課題:
本文のうち「その決めつけは、基本的には、書かれてないことが多い。」を含む語句で始まり「にして発言するべきなんだよ。」で終わる部分を、「作者」を「書き手」に置き換えて書き直してください。

提示文:
その決めつけは、基本的には、書かれてないことが多い。
書かれてないのだから、書いたことじゃなということが言えるのだけど、「どんなことだって」というような言葉は書いてあるので、その見えない前提が、すけて見えることがあるのである。なので、この言葉の作者は、まるで気にしてないのだけど、「いらっ」とくる人がでてくるのである。
「ミス」と言えば、どんなミスだってミスなんだよ。小さなミスも、大きなミスも、ミスと言ったら、ミスなんだよ。ミスというのは、非常に抽象度が高い言葉なんだよ。どんなミスも、「ミス」という言葉に含まれてしまうんだよ。だから、ただ単に「ミス」と言った場合には、どんなミスも「ミス」という言葉に含まれてしまうということを、気にして発言するべきなんだよ。

データ抜粋:

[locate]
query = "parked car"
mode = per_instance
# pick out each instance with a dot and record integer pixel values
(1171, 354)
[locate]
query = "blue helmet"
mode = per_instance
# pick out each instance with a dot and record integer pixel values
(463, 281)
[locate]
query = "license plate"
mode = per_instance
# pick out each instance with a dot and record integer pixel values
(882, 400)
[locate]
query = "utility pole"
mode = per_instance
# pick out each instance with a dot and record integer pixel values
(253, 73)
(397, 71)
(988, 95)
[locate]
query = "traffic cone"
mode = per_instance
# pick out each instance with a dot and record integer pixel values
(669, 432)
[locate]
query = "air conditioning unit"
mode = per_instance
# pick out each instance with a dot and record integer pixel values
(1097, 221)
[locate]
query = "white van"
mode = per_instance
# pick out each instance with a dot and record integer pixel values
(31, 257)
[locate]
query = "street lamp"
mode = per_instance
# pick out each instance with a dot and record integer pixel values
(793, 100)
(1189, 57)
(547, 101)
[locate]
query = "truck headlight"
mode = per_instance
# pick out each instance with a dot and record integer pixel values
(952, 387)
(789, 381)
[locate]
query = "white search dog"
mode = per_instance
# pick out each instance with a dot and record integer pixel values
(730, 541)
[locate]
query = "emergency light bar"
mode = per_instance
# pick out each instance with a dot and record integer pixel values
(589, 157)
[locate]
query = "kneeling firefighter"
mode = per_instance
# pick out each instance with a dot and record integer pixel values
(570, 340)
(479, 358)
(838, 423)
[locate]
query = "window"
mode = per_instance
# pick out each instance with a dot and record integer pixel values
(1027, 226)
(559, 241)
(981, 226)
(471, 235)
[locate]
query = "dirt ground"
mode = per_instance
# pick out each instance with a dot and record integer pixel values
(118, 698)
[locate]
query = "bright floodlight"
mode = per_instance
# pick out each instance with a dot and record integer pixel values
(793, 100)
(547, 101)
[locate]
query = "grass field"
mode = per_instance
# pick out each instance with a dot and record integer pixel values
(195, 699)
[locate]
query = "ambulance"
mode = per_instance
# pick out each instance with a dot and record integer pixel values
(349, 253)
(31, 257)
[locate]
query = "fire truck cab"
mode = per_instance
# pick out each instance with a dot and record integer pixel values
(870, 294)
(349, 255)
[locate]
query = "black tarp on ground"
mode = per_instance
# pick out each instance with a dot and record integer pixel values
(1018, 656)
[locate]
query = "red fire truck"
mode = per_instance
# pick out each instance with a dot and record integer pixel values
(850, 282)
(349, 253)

解答:
その決めつけは、基本的には、書かれてないことが多い。
書かれてないのだから、書いたことじゃなということが言えるのだけど、「どんなことだって」というような言葉は書いてあるので、その見えない前提が、すけて見えることがあるのである。なので、この言葉の書き手は、まるで気にしてないのだけど、「いらっ」とくる人がでてくるのである。
「ミス」と言えば、どんなミスだってミスなんだよ。小さなミスも、大きなミスも、ミスと言ったら、ミスなんだよ。ミスというのは、非常に抽象度が高い言葉なんだよ。どんなミスも、「ミス」という言葉に含まれてしまうんだよ。だから、ただ単に「ミス」と言った場合には、どんなミスも「ミス」という言葉に含まれてしまうということを、気にして発言するべきなんだよ。